>> Begin Entries shown
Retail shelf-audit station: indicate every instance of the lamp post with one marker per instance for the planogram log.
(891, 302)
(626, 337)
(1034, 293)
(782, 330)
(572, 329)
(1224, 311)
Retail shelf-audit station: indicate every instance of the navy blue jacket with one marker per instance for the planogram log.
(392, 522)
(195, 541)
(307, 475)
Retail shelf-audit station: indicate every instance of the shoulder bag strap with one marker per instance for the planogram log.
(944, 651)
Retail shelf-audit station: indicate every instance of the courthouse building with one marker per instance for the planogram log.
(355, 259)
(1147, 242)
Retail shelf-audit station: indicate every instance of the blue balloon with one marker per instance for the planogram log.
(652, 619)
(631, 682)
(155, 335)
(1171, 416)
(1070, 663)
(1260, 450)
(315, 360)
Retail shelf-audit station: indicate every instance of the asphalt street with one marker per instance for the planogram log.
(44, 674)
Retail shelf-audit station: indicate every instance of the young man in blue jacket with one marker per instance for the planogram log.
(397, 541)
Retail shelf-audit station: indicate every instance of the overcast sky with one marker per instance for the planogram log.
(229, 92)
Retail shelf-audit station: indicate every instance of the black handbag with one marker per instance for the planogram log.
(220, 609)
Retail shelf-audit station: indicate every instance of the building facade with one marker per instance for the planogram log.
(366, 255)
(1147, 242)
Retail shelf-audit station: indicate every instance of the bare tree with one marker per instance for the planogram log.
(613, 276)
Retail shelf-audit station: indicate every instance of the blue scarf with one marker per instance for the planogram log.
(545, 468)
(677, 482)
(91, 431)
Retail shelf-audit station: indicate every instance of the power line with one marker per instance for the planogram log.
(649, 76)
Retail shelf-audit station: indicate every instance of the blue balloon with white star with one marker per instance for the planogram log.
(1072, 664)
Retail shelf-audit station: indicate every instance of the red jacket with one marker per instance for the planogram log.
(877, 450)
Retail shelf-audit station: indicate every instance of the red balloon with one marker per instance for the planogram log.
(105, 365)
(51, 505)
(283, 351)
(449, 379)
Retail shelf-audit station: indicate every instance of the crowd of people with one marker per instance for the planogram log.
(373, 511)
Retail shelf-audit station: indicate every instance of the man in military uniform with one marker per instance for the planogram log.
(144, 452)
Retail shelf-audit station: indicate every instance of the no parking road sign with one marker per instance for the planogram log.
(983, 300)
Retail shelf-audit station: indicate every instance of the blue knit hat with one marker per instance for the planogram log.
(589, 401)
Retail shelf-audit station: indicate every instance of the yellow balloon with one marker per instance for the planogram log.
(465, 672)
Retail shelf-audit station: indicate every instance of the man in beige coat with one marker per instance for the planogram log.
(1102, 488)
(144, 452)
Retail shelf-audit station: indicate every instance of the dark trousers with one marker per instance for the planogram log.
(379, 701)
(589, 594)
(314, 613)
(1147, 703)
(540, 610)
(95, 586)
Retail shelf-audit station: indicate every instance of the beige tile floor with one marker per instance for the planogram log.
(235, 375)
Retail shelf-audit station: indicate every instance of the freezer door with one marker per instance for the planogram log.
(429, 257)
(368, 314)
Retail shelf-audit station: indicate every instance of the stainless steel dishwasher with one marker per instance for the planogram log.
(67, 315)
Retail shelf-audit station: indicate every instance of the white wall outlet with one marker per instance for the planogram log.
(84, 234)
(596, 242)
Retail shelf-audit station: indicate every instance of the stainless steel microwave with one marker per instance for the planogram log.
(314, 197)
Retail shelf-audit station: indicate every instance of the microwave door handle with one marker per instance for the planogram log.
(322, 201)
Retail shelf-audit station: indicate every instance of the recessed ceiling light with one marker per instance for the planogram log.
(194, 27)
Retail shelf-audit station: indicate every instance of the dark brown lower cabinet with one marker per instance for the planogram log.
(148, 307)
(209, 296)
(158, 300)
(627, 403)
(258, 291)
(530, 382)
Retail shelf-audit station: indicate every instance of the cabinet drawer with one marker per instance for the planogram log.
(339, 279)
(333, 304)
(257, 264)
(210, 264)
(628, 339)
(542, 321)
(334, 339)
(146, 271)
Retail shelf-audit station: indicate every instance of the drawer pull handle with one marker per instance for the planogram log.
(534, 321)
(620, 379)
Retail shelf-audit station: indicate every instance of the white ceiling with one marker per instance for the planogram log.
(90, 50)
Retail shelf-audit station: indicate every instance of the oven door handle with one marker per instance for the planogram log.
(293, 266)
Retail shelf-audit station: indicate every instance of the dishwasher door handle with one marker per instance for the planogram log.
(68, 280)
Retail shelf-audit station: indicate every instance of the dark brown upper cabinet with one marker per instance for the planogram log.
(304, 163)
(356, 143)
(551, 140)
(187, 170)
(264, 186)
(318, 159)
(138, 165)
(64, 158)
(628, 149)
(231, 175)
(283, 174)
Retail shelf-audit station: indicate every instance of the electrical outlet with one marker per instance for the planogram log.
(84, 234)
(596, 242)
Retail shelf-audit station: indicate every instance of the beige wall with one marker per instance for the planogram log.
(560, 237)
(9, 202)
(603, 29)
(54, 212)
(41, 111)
>> End Entries shown
Return all of the entries above word for word, with nothing added, dropped, or changed.

Retail shelf-audit station: indicate every instance of the lamp post with one marker per instance for the planogram log.
(891, 302)
(626, 337)
(1034, 293)
(782, 330)
(572, 329)
(1224, 311)
Retail shelf-audit station: indicate every instance of the navy blue jacket with one marker per instance for the planogram log.
(392, 522)
(195, 541)
(307, 475)
Retail shelf-audit station: indicate every instance of the shoulder bag strap with one marker per instance for the planogram log.
(944, 651)
Retail shelf-audit station: indicate every instance of the courthouse building with one marker per instance for the planogram log.
(355, 259)
(1147, 242)
Retail shelf-audit station: indicate every instance of the blue balloon with one marker per instance for the planogram log.
(652, 619)
(631, 682)
(155, 335)
(1171, 416)
(1070, 663)
(1260, 450)
(315, 360)
Retail shelf-audit station: indicate every instance of the asphalt street with one marker per instance for the planogram log.
(44, 674)
Retail shelf-audit station: indicate every instance of the young man in blue jacket with one marker per instance for the planogram log.
(397, 541)
Retail shelf-audit station: indicate every instance of the overcast sky with one marker per instance for the planogram log.
(229, 92)
Retail shelf-audit station: indicate every instance of the black handbag with one marker per instance for the planogram log.
(220, 609)
Retail shelf-audit station: indicate every instance of the building facade with one marker per instance for the planogram log.
(366, 255)
(1147, 242)
Retail shelf-audit station: indicate every instance of the bare tree with one marker per instance for the planogram log.
(613, 276)
Retail shelf-audit station: indicate every instance of the blue scarf with one marker per instance for the planogram log.
(545, 468)
(677, 482)
(91, 431)
Retail shelf-audit station: indicate every instance of the power line with one marker per instance for the planogram log.
(649, 76)
Retail shelf-audit station: indicate every instance of the blue balloon with white star with one marker per instance for the planogram log.
(1072, 664)
Retail shelf-audit station: indicate every instance of the red jacket with one marker per instance for the planogram log.
(877, 450)
Retail shelf-audit station: indicate every instance of the red balloon with one marker per instance for the planogram log.
(105, 365)
(51, 505)
(283, 351)
(449, 379)
Retail shelf-audit station: indicate every instance of the crowd of people with one marker per instance for the planogram log.
(373, 511)
Retail shelf-audit station: indicate every instance of the man in military uniform with one marker per instance for the planogram log.
(144, 452)
Retail shelf-audit station: indicate every instance of the no parking road sign with one marker per instance for the planogram log.
(983, 300)
Retail shelf-audit station: indicate every instance of the blue knit hat with one marker per instance for the planogram log.
(589, 401)
Retail shelf-audit station: indicate every instance of the yellow balloon with one marker per instance for the planogram log.
(465, 672)
Retail shelf-audit station: indicate every instance of the man in beige coat with one marker per instance for the planogram log.
(1102, 488)
(144, 452)
Retail shelf-audit station: indicate every instance of the dark trousers with one marker per instance for the planogram log.
(379, 701)
(589, 594)
(314, 613)
(1147, 703)
(540, 610)
(95, 586)
Retail shelf-audit station: indicate every instance of the beige tile floor with one marker per instance for the planogram log.
(235, 375)
Retail shelf-audit station: indicate every instance of the freezer door with one marker per instance for the planogram log.
(429, 257)
(368, 314)
Retail shelf-audit station: indicate every instance of the stainless steel dishwasher with one marker per instance for the planogram log.
(67, 315)
Retail shelf-audit station: indicate every instance of the white wall outlet with one marker per instance for the planogram log.
(84, 234)
(596, 242)
Retail shelf-audit station: indicate every instance of the stainless steel microwave with one marker per instance for the planogram log.
(314, 197)
Retail shelf-audit station: indicate every instance of the microwave door handle with one marker per instance for the planogram log.
(322, 201)
Retail shelf-audit station: indicate every instance of the recessed ceiling light with one marker per instance for the planogram log.
(194, 27)
Retail shelf-audit station: indicate every instance of the dark brown lower cabinet with one marker per instance for the planogram log.
(148, 307)
(209, 296)
(158, 300)
(627, 403)
(258, 291)
(530, 382)
Retail shelf-audit station: indicate every instance of the cabinet drawer with one marker per instance for the planogram log.
(339, 279)
(333, 304)
(257, 264)
(210, 264)
(628, 339)
(542, 321)
(334, 339)
(146, 271)
Retail shelf-audit station: indicate every instance of the drawer pull handle with one marker per instance for the planogram log.
(534, 321)
(620, 379)
Retail shelf-audit station: indicate every instance of the white ceiling with one marker per instance for the planogram log.
(90, 50)
Retail shelf-audit station: indicate every instance of the oven door handle with one marker per instance for the planogram log.
(293, 266)
Retail shelf-audit station: indicate every instance of the dishwasher door handle with one marker per instance for the planogram log.
(68, 280)
Retail shelf-audit station: indicate every instance of the dark brown upper cabinet with one marker per instance for the planogram log.
(304, 163)
(356, 143)
(551, 140)
(187, 170)
(264, 186)
(318, 159)
(138, 165)
(64, 158)
(628, 149)
(231, 175)
(283, 174)
Retail shelf-audit station: indicate every instance of the electrical outlet with one marker per instance for the planogram log.
(84, 234)
(596, 242)
Retail shelf-audit station: indicate every instance of the beige wall with one marker per instance for the planogram log.
(560, 237)
(9, 202)
(603, 29)
(54, 212)
(41, 111)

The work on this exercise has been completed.